§ Text for analysis:
────

Types of flour

Is there a difference when using bleached or unbleached flour for cooking and baking?

No

Bleached flour is lighter in color than unbleached. So, if whiteness is a factor in the recipe, bleached flour would make a minor difference.

There are so many different types of flour, it would be impossible to answer your question.

FLOUR

I can make the assumption you are talking about wheat flour…

What is the difference in Bleached and Unbleached Flour??

To know how these differences will effect whatever your making, we would first need to know what your making!?!

Food and cooking questions are better suited to Cafe Society. Off we go!

Bleached flour is, well, bleached. It’s a kinda icky chemical process. If that disturbs you, you might not want to use it, since the only effect otherwise is to make the color lighter and the flour a tiny bit lighter in ‘weight’. This is basically only relevant if you’re making something that really relies on the lightness of the flour - cake, basically.

That doesn’t even really begin to cover the different types of flour, but it does answer your question.

As Airk said, it can make a little bit of difference. Bleached flour is a little lighter in cakes, etc.

Here’s a professional pastry chef: Why You'll Never Find Unbleached Cake Flour in My Pantry

But it’s not a huge difference. You can certainly use either bleached or unbleached in any recipe and it will come out fine. Unless you’re a professional pastry chef, you probably couldn’t even tell the difference.

Note that there are other differences in flour types besides whether or not it’s bleached. My dad once bought my mom a hundred-pound bag of flour as a Christmas present, but since he considered it beneath him to know anything about “women’s work” like cooking, he got her cake flour instead of all-purpose flour. It took her ages to use that up.

Right. Restricting ourselves to wheat flour, there’s a lot of variation.

────

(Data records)
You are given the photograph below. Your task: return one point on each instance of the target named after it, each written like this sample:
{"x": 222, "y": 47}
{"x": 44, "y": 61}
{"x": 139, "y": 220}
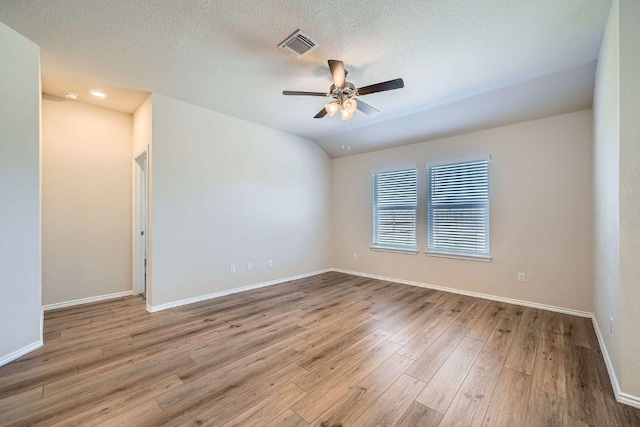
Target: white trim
{"x": 466, "y": 159}
{"x": 620, "y": 396}
{"x": 20, "y": 352}
{"x": 471, "y": 294}
{"x": 88, "y": 300}
{"x": 481, "y": 258}
{"x": 398, "y": 250}
{"x": 398, "y": 168}
{"x": 173, "y": 304}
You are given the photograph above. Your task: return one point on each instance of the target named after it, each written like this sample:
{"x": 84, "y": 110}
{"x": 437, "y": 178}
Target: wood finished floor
{"x": 330, "y": 350}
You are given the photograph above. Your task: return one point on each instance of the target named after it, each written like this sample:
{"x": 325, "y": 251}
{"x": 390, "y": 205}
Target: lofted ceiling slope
{"x": 223, "y": 55}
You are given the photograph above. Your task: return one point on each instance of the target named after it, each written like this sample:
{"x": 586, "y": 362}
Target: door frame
{"x": 140, "y": 219}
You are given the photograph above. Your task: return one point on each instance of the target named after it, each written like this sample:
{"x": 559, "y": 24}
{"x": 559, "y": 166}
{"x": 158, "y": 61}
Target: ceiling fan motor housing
{"x": 347, "y": 92}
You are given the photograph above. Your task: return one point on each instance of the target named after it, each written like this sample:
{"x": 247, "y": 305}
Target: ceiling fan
{"x": 344, "y": 93}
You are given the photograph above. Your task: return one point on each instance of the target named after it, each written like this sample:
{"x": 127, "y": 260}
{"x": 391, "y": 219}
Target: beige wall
{"x": 226, "y": 191}
{"x": 617, "y": 194}
{"x": 142, "y": 126}
{"x": 540, "y": 212}
{"x": 20, "y": 250}
{"x": 630, "y": 195}
{"x": 606, "y": 189}
{"x": 86, "y": 216}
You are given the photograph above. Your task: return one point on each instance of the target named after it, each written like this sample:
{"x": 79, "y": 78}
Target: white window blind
{"x": 395, "y": 202}
{"x": 458, "y": 209}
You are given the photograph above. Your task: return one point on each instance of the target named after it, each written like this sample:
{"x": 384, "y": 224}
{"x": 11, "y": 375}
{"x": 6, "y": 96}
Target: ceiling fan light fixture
{"x": 332, "y": 108}
{"x": 345, "y": 114}
{"x": 351, "y": 105}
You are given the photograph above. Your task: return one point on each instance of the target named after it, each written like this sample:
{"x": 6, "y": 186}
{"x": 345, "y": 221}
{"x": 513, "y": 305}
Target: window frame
{"x": 461, "y": 254}
{"x": 375, "y": 245}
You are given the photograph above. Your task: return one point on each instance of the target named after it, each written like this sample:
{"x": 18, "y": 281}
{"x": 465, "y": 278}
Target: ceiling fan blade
{"x": 381, "y": 87}
{"x": 320, "y": 114}
{"x": 337, "y": 72}
{"x": 367, "y": 109}
{"x": 296, "y": 92}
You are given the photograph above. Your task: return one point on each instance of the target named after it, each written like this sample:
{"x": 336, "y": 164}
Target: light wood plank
{"x": 473, "y": 397}
{"x": 419, "y": 415}
{"x": 500, "y": 340}
{"x": 522, "y": 354}
{"x": 545, "y": 409}
{"x": 353, "y": 404}
{"x": 585, "y": 401}
{"x": 509, "y": 401}
{"x": 472, "y": 314}
{"x": 320, "y": 399}
{"x": 440, "y": 391}
{"x": 269, "y": 408}
{"x": 390, "y": 407}
{"x": 483, "y": 328}
{"x": 133, "y": 416}
{"x": 425, "y": 367}
{"x": 234, "y": 360}
{"x": 549, "y": 371}
{"x": 288, "y": 419}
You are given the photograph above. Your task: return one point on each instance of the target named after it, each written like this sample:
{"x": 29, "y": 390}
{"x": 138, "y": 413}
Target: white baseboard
{"x": 471, "y": 293}
{"x": 621, "y": 397}
{"x": 88, "y": 300}
{"x": 156, "y": 308}
{"x": 20, "y": 352}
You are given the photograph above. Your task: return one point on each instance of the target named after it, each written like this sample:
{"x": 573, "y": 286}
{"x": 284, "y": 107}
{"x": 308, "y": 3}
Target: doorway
{"x": 140, "y": 236}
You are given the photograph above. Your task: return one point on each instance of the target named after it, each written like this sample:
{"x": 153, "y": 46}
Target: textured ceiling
{"x": 223, "y": 55}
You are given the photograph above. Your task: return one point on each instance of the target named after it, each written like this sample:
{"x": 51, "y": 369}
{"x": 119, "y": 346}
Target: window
{"x": 458, "y": 209}
{"x": 395, "y": 202}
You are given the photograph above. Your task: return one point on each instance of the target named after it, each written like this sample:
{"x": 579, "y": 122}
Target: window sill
{"x": 480, "y": 258}
{"x": 398, "y": 250}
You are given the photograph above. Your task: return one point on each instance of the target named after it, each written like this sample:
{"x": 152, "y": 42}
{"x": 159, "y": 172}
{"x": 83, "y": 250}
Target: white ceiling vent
{"x": 299, "y": 44}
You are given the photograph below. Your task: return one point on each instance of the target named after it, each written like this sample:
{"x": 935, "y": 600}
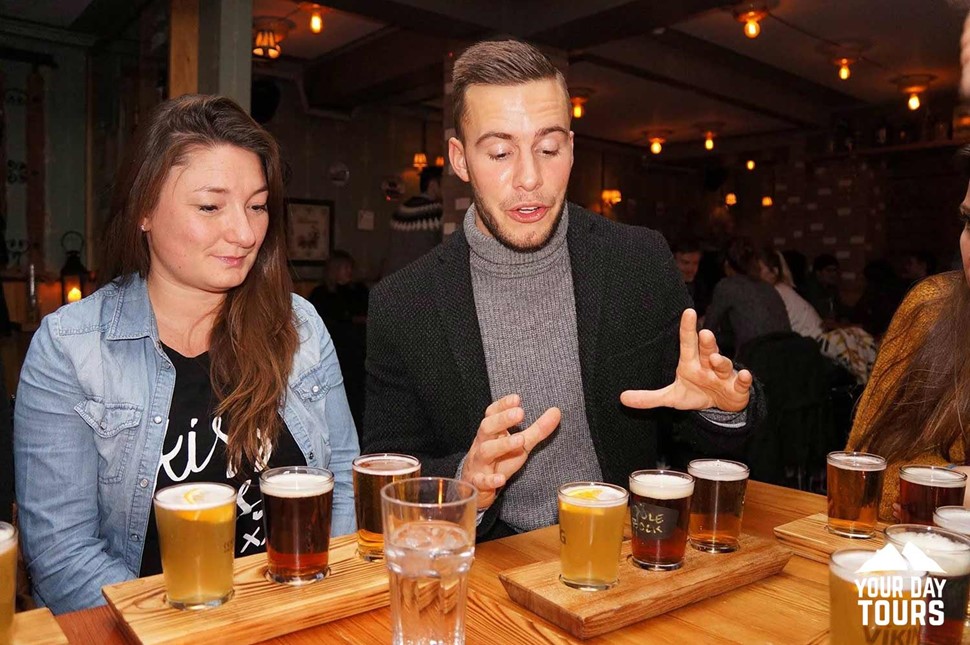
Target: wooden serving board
{"x": 260, "y": 609}
{"x": 809, "y": 538}
{"x": 37, "y": 627}
{"x": 640, "y": 594}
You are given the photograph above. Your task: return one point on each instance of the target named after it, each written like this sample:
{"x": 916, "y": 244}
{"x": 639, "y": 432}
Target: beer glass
{"x": 951, "y": 552}
{"x": 8, "y": 580}
{"x": 297, "y": 501}
{"x": 923, "y": 489}
{"x": 659, "y": 513}
{"x": 429, "y": 545}
{"x": 854, "y": 489}
{"x": 590, "y": 534}
{"x": 371, "y": 474}
{"x": 196, "y": 537}
{"x": 956, "y": 519}
{"x": 717, "y": 504}
{"x": 846, "y": 623}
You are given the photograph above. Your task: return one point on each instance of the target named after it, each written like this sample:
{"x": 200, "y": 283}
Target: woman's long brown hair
{"x": 928, "y": 407}
{"x": 253, "y": 339}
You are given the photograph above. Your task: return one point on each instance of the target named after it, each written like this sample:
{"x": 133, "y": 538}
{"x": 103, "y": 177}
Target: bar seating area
{"x": 494, "y": 321}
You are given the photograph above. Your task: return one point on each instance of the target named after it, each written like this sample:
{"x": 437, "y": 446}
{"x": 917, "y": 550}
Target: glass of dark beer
{"x": 371, "y": 474}
{"x": 950, "y": 551}
{"x": 923, "y": 489}
{"x": 297, "y": 502}
{"x": 854, "y": 489}
{"x": 717, "y": 504}
{"x": 659, "y": 514}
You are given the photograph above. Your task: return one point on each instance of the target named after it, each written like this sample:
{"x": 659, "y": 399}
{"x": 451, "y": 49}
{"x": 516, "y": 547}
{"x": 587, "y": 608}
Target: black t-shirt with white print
{"x": 194, "y": 450}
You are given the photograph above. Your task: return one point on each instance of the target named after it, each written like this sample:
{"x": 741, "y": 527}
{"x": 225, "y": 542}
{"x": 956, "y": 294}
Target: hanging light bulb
{"x": 579, "y": 110}
{"x": 914, "y": 85}
{"x": 751, "y": 14}
{"x": 844, "y": 71}
{"x": 751, "y": 28}
{"x": 266, "y": 44}
{"x": 577, "y": 99}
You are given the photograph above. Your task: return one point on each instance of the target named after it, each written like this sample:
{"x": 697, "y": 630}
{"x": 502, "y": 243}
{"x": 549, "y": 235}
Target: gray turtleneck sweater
{"x": 527, "y": 316}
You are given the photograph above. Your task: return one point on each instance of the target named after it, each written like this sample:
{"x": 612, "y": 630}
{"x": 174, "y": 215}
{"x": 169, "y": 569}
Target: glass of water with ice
{"x": 429, "y": 545}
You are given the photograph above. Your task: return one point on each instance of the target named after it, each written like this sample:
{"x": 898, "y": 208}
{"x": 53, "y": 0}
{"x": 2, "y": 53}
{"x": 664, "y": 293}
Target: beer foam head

────

§ Tasks:
1 - Condense the paragraph beginning "Bleached flour is, well, bleached" from the flour discussion into a short bulleted list that keeps its main facts.
2 - Continue the flour discussion after its final sentence, "Restricting ourselves to wheat flour, there's a lot of variation."

§ Responses in order:
1 -
- Bleaching is a chemical process that some people find unpleasant and may want to avoid.
- Apart from that, its only effects are a lighter color and a slightly lighter "weight."
- This mainly matters for baked goods that depend on light flour, which basically means cake.

2 -
[ul]
[li]General-purpose flour – middlin’ protein (i.e., gluten) content (9-12%), making for a moderately tender (not particularly chewy) texture, but with enough elasticity to hold yeast or soda rising. May be bleached or unbleached.[/li][li]Bread flour – more protein content (10-13%), ground from hard wheat varieties. Bread, yeast bread particularly, is expected to have more tooth and crust than other baked goods, so bread flour fills this need by being high-gluten. May also be bleached or unbleached.[/li][li]Cake flour – lower protein content than GP flour, and ground from soft wheat. Yields more tender texture after baking, as expected of cake. Usually bleached.[/li][/ul]There’s also whole-grain (all parts of the wheat kernel ground, including bran and germ, versus white (endosperm – starchy part of the kernel only). Which can be unbleached, making it actually pale yellow instead of white, despite the name.

My beloved is a hell of a baker, and I’ve had to learn these things by getting them wrong while shopping on her behalf.

There’s a slight flavor difference between unbleached and bleached flour. If you’re doing something with a lot of flavor, like cake, cookies, bread, etc. then there is no discernible difference. If you are making something with a very mild flavor, like pancakes or biscuits, there is a difference in flavor. Well, at least I can tell the difference. This is also the reason I buy aluminum free baking powder. we make a lot of biscuits and pancakes around here so I buy the cleanest tasting ingredients so we get a better end product.

If you eat a lot of processed foods or do not have a sensitive tongue you may not be able to taste the difference no matter what you’re making.

Also really high-gluten flours, like 14% or 15%. We use that to make water bagels.

Thank you all! I appreciate the information.

I just add vital wheat gluten to AP, if I need a higher gluten content. Easier to keep one bag of flour and one of gluten, rather than umpteen bags of special flours.

Thanks, I was unaware of that and looked it up, it looks way easier.